Нам очень хотелось заступиться за невинного человека, но, как говорится, со своими порядками в чужой дом не ходят. Может быть, это обстоятельство и вынуждало нас с еще большим уважением относиться к простым людям, и они нам платили верной любовью. Бывало, притащат в корзине яблок и от всей души угощают:
- На, ку-шай. Карашо ку-шай.
Мы старались не принимать подарков, но китайцы обижались: ведь они предлагали их нам от чистого сердца.
Занимаясь подготовкой местных авиационных кадров, мы по просьбе правительства провинции совершали и далеко не учебные полеты, нередко связанные с большим риском. Однажды мы со штурманом Тимофеем Мизер-ским отправились по неотложному делу в южную часть провинции Синьцзянь. Погода стояла скверная. Встретившиеся на маршруте горы оказались закрытыми туманом. Возвращаться назад тоже уже поздно - горючего не хватит. Вот и решай, как тут быть.
•••
ПОСТАВЛЕННАЯ ЦЕЛЬ 1 =
Ответьте по воспоминаниям о работе в Китае:
(а) Что простые люди приносили в корзине?
(б) Какую должность занимал Тимофей, отправившийся в полет в южную часть провинции Синьцзянь?
(в) Чем оказались закрыты горы на маршруте?
ПОСТАВЛЕННАЯ ЦЕЛЬ 2 =
Напишите продолжение воспоминаний о работе в Китае, начиная сразу после последнего предложения.
Записи к этой работе отношения не имеют.

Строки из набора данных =
•••
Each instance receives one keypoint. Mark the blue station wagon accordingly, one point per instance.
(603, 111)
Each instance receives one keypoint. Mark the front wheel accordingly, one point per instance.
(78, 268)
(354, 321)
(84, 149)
•••
РЕЗУЛЬТАТ УПРАЖНЕНИЯ 1 =
(а) Яблоки.
(б) Он был штурманом.
(в) Туманом.

РЕЗУЛЬТАТ УПРАЖНЕНИЯ 2 =
Стали искать обходные пути. Шесть часов проболтались в воздухе, пока не заметили на вершине горы сравнительно ровную площадку. Надо немедленно приземляться, пока ее снова не закрыл туман. Знал, что иду на риск, но ничего другого не оставалось: парашютов тогда еще не было.
Сбавил обороты моторов, уменьшил скорость, рассчитываю, как бы поточнее "притереть" самолет к земле. Слева возвышается скала, справа виднеется пропасть. И все-таки приземлился. Если бы мне сейчас рассказали что-либо подобное - не поверил бы.
Оказались мы на высоте около двух тысяч метров, сошли с Мизерским на землю и обнялись от радости: живы остались.
Отправляю штурмана вниз, в долину. Там, километрах в семи, должен находиться наш аэродром. Надо же дать знать о себе, да и о горючем побеспокоиться. Сам же остался у самолета. Вскоре опустилась ночь. В ущельях зашумел ветер. "Вот хорошо, - подумал я. - К утру туман разгонит". Но вместе с ветром и мороз крепчал, Залез я в кабину, а согреться не могу. И есть хочется, и холод донимает. Так и просидел до рассвета, ни на минуту не сомкнув глаз.
Утром вижу: в мою сторону конники мчатся. Свои? Чужие? Прильнул к пулемету. Но опасения оказались напрасными. На помощь спешили местные жители, а с ними Мизерский и техник Кузьмин. Две лошаденки тащили на спинах связанные веревками канистры с бензином.
Когда самолет заправили, китайцы помогли развернуть его носом в обратную сторону. Потом пошел осматривать площадку. Она круто обрывалась, но была достаточной для разбега машины. Попрощались мы с китайцами, отблагодарили за помощь, начали разбег.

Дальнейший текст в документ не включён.